# RECORDS SUPPLIED
# # # # #

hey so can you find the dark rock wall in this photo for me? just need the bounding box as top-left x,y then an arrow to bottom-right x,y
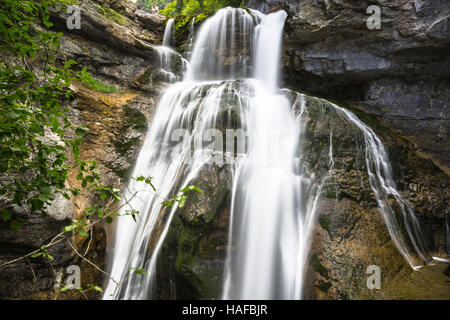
153,165 -> 232,300
246,0 -> 450,174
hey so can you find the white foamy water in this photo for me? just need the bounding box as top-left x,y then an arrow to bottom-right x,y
162,18 -> 175,48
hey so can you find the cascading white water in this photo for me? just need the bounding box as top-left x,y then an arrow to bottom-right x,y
154,19 -> 188,83
184,17 -> 196,61
154,46 -> 188,83
104,7 -> 430,300
185,8 -> 257,81
103,81 -> 243,299
162,18 -> 175,48
222,10 -> 307,300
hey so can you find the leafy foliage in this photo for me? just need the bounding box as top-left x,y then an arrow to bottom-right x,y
61,283 -> 103,293
0,0 -> 205,296
31,245 -> 54,260
96,5 -> 130,26
161,0 -> 244,17
162,185 -> 203,208
78,67 -> 118,93
0,0 -> 84,228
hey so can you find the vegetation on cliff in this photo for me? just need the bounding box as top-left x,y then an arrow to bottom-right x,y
161,0 -> 244,17
0,0 -> 201,297
0,0 -> 83,228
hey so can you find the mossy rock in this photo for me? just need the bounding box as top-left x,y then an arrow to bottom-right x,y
111,105 -> 148,179
96,5 -> 131,26
152,165 -> 232,299
310,254 -> 329,278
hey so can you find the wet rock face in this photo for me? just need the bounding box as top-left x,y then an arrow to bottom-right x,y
153,164 -> 232,299
245,0 -> 450,173
291,95 -> 450,299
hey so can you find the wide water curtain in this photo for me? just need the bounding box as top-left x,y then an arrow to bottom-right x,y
222,10 -> 305,300
104,7 -> 430,300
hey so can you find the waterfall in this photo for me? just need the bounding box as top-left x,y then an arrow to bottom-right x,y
184,17 -> 196,61
154,46 -> 188,83
104,7 -> 430,300
152,18 -> 188,83
222,10 -> 305,300
185,8 -> 257,81
162,18 -> 175,48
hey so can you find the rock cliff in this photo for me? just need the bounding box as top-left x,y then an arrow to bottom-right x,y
248,0 -> 449,175
0,0 -> 167,299
0,0 -> 448,300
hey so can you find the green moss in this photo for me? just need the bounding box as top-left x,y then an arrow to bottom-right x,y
83,77 -> 118,93
136,67 -> 155,87
326,99 -> 398,139
124,106 -> 148,131
173,11 -> 214,45
175,226 -> 198,272
96,5 -> 130,26
57,0 -> 80,6
316,279 -> 331,292
178,43 -> 187,53
310,254 -> 329,278
318,213 -> 331,233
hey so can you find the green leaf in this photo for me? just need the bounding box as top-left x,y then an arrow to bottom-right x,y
6,111 -> 20,119
75,127 -> 88,138
77,228 -> 89,237
63,224 -> 76,233
38,194 -> 48,202
40,186 -> 52,194
61,285 -> 73,292
130,267 -> 147,275
31,199 -> 44,211
64,59 -> 77,69
181,185 -> 203,194
31,252 -> 43,258
178,195 -> 187,208
1,210 -> 12,222
10,220 -> 20,231
92,285 -> 103,292
162,200 -> 174,207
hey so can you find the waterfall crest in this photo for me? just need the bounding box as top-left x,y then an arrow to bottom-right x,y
185,8 -> 257,81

# # # # #

The line containing "hey so can you find the waterfall crest" opens the range, and the last line of the entries closes it; copy that range exactly.

# ANSWER FOR THIS EXERCISE
hey so can you find the waterfall crest in this photo for me? just need the bounding box as top-left x,y then an arrow to bottom-right x,y
185,8 -> 257,81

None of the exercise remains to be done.